Write the next part of the article on speech-language pathology, picking up after its final paragraph.

[Document text]
______________________________
Speech – Language Pathology: More Than Just Speech
Jul 27, 2017 Clinical Expertise
Time and time again, when I introduce myself to a new patient they will tell me they are able to speak just fine. This gives me the opportunity to explain exactly what a speech-language pathologist (SLP) does. Within moments, they go from thinking they have no need for speech therapy services to being excited to improve their voice, breathing, thinking, memory and swallowing.
I like to tell people that Speech Therapy works on everything from the lungs up. We help people with respiration needed for breath support for speaking and endurance. We also help with exercises needed for strengthening. We make sure all of the muscles of the face and neck work the way they are supposed to, often helping bring back people’s smiles. We help people with swallowing difficulties so they can get back to eating the things they love. We work on hearing and vision and how both impact communication and cognition. We help people with speech and language (that’s the obvious one…it’s in our job title), but not just what people say. We help with what they are saying, how clearly they are saying it and what they understand. And lastly, we work on cognition including all of those thinking skills like attention, memory, organization and planning that help us be independent and happy in our everyday lives. Once I explain this, my patients quickly understand there is more to speech therapists than they realize.
Once we convince a patient our services can benefit them, the next step is to identify their goals. Building rapport and getting to know a patient in order to identify their goals and develop a plan of care requires some finesse. It almost feels like a dance of give and take. Sometimes the dance flows and other times I feel like we accidentally step on one another’s toes. This is one of my favorite challenges because I really get to know each person so I can figure out the best way to help them.
______________________________
[Supplied records]
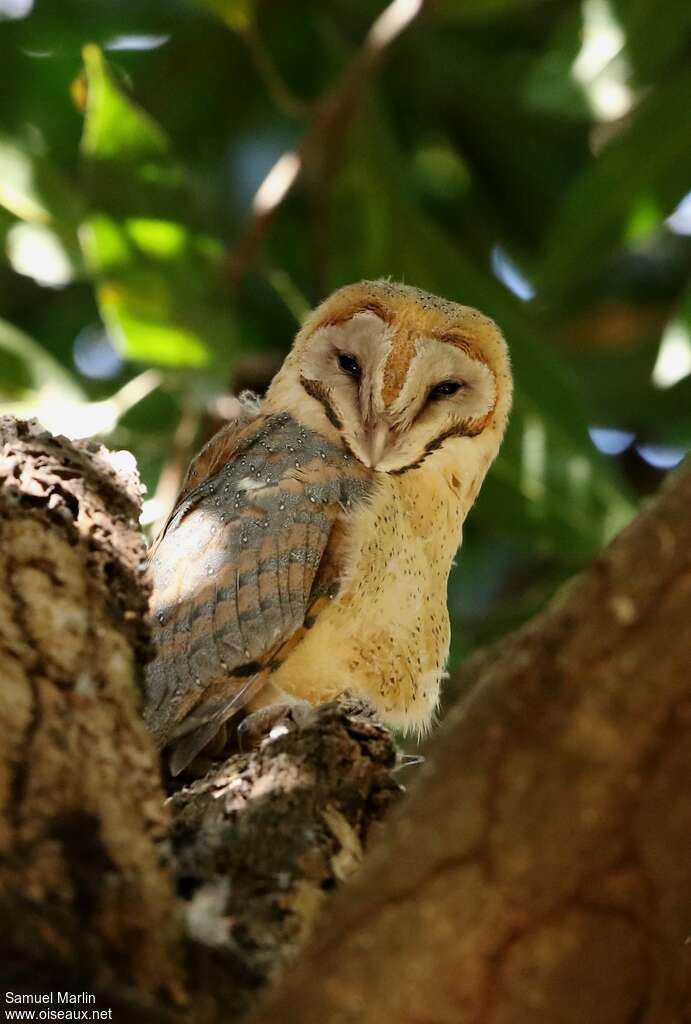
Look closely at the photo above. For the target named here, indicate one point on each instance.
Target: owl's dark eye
(444, 389)
(349, 365)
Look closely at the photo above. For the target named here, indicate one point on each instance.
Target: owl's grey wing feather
(234, 572)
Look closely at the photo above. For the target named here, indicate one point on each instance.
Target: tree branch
(81, 803)
(329, 123)
(548, 835)
(540, 871)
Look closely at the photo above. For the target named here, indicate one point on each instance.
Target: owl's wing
(238, 567)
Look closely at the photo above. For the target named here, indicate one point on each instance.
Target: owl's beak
(378, 439)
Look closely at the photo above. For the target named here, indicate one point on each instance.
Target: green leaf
(481, 8)
(653, 152)
(236, 14)
(550, 487)
(114, 125)
(157, 286)
(27, 367)
(32, 187)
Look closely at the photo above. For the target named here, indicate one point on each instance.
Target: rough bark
(538, 870)
(82, 807)
(541, 871)
(259, 843)
(164, 916)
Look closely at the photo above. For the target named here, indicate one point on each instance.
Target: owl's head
(398, 374)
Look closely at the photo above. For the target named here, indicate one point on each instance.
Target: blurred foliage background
(180, 180)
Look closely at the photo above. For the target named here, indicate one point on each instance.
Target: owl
(309, 550)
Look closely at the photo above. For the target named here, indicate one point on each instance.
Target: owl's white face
(399, 375)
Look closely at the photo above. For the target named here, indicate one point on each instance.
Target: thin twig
(330, 121)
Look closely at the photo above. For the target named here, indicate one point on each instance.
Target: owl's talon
(272, 721)
(357, 706)
(407, 760)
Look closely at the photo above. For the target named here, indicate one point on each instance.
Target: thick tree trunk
(538, 871)
(541, 872)
(82, 807)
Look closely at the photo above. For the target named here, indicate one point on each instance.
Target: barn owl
(309, 550)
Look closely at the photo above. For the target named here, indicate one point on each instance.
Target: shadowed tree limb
(540, 871)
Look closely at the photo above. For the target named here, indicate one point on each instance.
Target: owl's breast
(386, 634)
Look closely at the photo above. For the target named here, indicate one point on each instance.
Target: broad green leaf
(652, 152)
(236, 14)
(32, 188)
(114, 126)
(37, 252)
(550, 486)
(131, 170)
(157, 290)
(482, 8)
(27, 367)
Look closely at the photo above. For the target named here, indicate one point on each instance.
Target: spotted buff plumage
(309, 550)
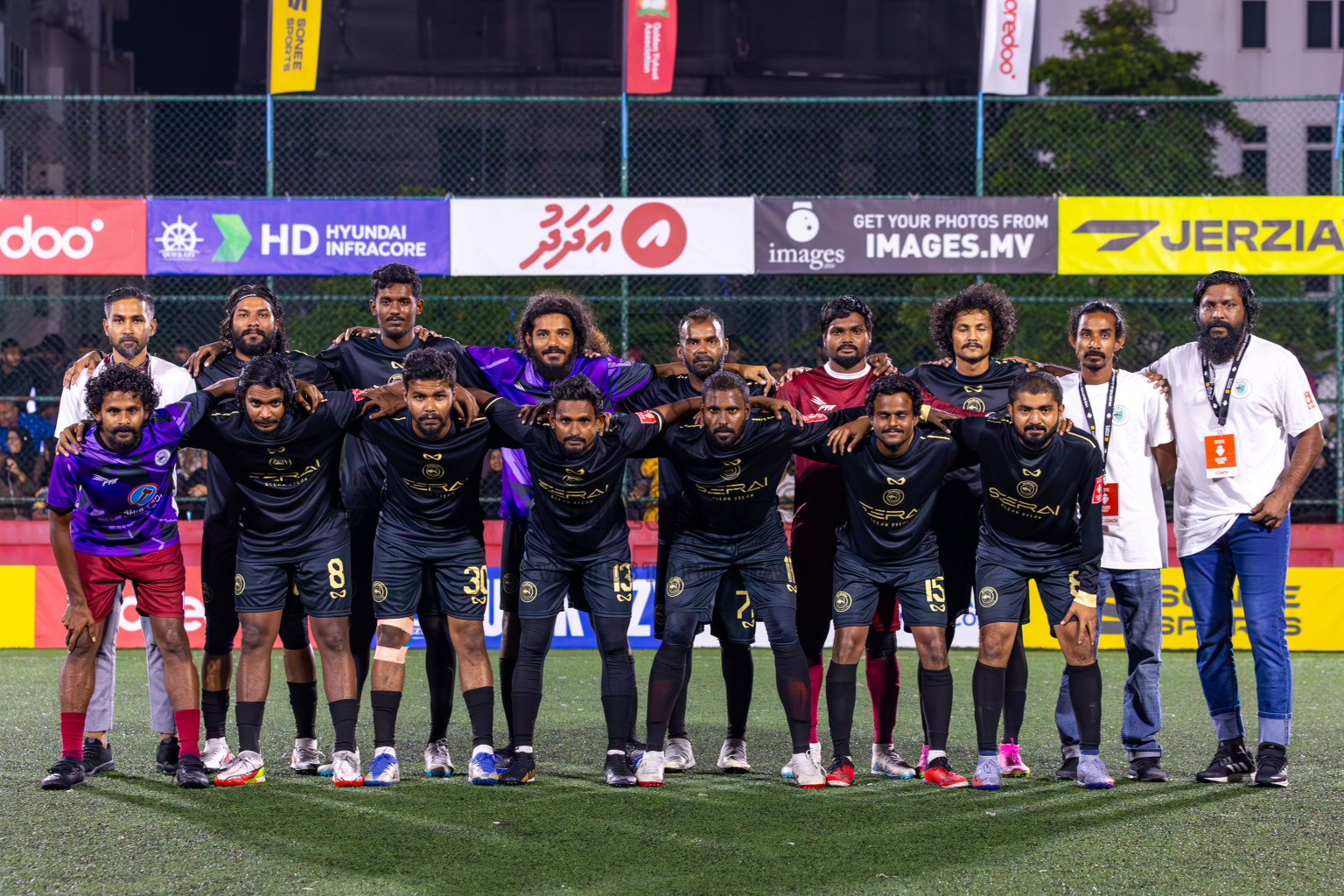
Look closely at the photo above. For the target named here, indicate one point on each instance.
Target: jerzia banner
(905, 235)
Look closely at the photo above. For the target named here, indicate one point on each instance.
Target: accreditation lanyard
(1106, 422)
(1222, 407)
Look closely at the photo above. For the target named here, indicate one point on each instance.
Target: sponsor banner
(73, 236)
(649, 45)
(295, 30)
(1314, 614)
(1005, 54)
(574, 236)
(296, 235)
(905, 235)
(1195, 235)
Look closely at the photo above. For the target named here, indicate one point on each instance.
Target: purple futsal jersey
(122, 502)
(515, 378)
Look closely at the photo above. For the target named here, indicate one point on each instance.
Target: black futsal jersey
(1042, 508)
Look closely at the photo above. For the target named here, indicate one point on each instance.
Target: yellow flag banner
(1313, 610)
(1195, 235)
(295, 32)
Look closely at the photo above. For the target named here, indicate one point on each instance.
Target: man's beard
(253, 349)
(704, 368)
(1221, 348)
(549, 371)
(120, 349)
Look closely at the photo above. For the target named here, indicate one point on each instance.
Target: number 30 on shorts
(621, 582)
(478, 584)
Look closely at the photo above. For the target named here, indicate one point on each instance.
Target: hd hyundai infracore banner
(905, 235)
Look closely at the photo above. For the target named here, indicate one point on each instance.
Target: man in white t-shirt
(130, 323)
(1128, 419)
(1236, 404)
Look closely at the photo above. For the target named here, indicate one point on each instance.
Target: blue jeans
(1256, 559)
(1138, 599)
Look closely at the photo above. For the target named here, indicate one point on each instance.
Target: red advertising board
(649, 45)
(73, 236)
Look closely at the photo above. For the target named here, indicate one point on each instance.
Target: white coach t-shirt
(1270, 403)
(1136, 536)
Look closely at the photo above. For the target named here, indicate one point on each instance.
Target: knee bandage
(394, 654)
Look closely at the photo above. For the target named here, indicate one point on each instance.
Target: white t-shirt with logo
(1270, 403)
(1136, 537)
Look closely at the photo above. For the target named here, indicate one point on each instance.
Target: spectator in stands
(18, 480)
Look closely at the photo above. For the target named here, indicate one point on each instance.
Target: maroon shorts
(159, 579)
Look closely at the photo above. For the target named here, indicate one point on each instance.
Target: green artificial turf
(130, 832)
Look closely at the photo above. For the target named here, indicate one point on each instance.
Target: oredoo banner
(905, 236)
(296, 235)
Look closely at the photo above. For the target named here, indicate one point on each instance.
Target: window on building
(1319, 32)
(1253, 24)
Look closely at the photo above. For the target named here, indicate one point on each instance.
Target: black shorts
(858, 584)
(262, 584)
(460, 580)
(601, 587)
(511, 564)
(1002, 592)
(697, 567)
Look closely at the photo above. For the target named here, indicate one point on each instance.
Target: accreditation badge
(1221, 456)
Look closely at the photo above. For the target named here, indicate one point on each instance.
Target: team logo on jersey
(143, 494)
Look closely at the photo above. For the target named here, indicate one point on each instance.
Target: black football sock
(303, 700)
(840, 687)
(507, 667)
(935, 697)
(794, 687)
(676, 725)
(634, 735)
(617, 679)
(987, 685)
(344, 715)
(440, 670)
(248, 715)
(534, 644)
(738, 680)
(386, 704)
(214, 712)
(1085, 696)
(1015, 690)
(480, 710)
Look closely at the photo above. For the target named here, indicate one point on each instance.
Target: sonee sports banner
(1195, 235)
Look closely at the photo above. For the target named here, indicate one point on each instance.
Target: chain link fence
(792, 147)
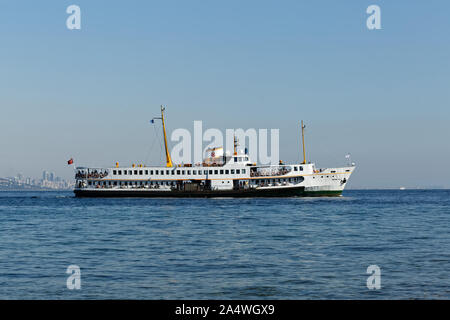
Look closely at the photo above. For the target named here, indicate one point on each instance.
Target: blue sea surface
(286, 248)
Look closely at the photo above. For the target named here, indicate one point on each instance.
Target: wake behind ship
(219, 175)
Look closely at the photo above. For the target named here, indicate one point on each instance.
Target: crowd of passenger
(266, 172)
(93, 174)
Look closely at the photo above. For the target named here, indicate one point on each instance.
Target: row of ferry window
(178, 172)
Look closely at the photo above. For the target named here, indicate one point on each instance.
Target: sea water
(286, 248)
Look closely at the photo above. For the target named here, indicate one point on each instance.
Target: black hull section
(242, 193)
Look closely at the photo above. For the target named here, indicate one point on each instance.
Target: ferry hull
(242, 193)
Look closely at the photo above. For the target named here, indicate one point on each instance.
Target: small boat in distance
(219, 175)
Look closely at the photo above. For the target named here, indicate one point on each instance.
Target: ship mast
(303, 143)
(168, 159)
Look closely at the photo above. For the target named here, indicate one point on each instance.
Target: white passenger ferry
(220, 175)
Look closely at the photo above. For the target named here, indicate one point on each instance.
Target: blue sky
(382, 95)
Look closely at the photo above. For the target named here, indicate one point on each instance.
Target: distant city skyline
(88, 94)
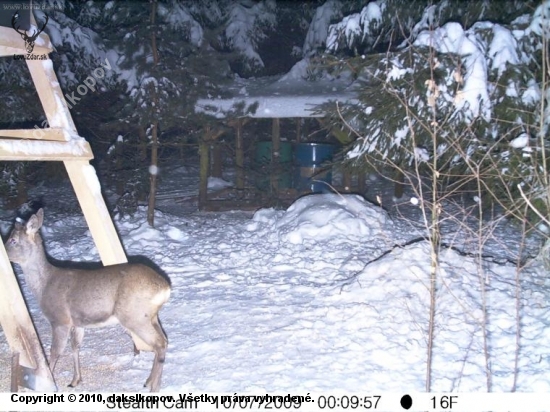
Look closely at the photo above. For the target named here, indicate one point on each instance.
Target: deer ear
(35, 222)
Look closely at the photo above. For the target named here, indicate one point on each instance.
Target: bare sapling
(74, 299)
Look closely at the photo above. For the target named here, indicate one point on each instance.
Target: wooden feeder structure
(276, 101)
(58, 142)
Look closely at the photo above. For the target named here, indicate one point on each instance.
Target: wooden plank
(50, 133)
(88, 191)
(12, 43)
(13, 149)
(16, 322)
(51, 95)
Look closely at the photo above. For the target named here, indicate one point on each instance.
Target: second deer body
(74, 299)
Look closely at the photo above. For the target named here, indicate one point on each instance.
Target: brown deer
(74, 299)
(29, 40)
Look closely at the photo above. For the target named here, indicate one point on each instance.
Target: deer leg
(149, 332)
(60, 335)
(77, 334)
(153, 381)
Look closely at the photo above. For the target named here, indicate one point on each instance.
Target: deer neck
(37, 270)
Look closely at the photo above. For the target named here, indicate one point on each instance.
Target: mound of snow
(324, 216)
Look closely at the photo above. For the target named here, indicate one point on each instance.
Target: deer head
(29, 40)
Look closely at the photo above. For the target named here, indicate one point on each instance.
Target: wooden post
(88, 191)
(204, 158)
(399, 184)
(239, 153)
(361, 188)
(275, 153)
(216, 163)
(347, 181)
(59, 141)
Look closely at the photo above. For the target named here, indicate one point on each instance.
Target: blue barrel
(312, 171)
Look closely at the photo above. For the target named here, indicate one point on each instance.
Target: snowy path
(285, 301)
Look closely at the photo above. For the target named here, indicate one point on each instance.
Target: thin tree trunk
(153, 169)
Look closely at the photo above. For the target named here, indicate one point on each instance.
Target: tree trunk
(204, 150)
(216, 169)
(239, 153)
(275, 153)
(153, 168)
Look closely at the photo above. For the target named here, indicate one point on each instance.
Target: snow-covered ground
(331, 294)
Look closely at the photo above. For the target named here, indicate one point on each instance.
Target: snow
(451, 38)
(74, 147)
(318, 33)
(321, 297)
(282, 97)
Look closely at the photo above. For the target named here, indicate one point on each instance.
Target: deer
(74, 299)
(29, 40)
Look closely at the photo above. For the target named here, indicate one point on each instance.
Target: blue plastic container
(312, 171)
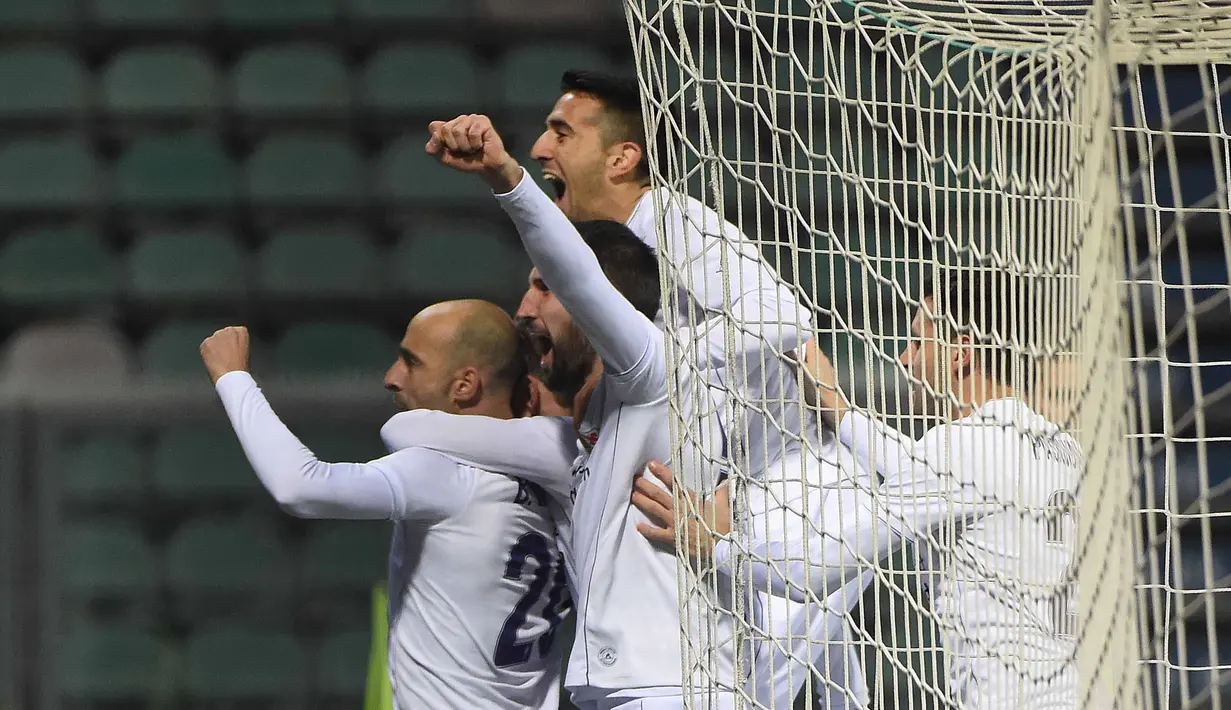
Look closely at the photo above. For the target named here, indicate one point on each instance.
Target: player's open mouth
______________________________
[Response area]
It’s so important to find out what really motivates our patients. Once, we had a patient who was obsessed with dogs. He was having a really hard time communicating but any time we were around the therapy dogs, all of a sudden the words came right out. We ended up working with the therapy dogs often to build his language skills. Eventually, he was able to communicate with people, not just pets!
I now look forward to the awkward “I speak just fine” conversations because it provides an opportunity to highlight the importance of an SLP for improving and restoring communication, swallowing and cognition. I am grateful every day for the opportunities that I have to help others by doing what I love. Some of the most meaningful experiences in our lives involve communicating with others - telling stories about the exciting things we’ve done, comforting someone, sharing a delicious meal, working to solve an important problem - the list goes on. My job as an SLP allows me to help people do these things. From helping people say, “I love you” to their family members for the first time after a stroke or eating for the first time after a total laryngectomy, this field is ever rewarding and provides lots of room for growth and skill development. There is no better feeling than that!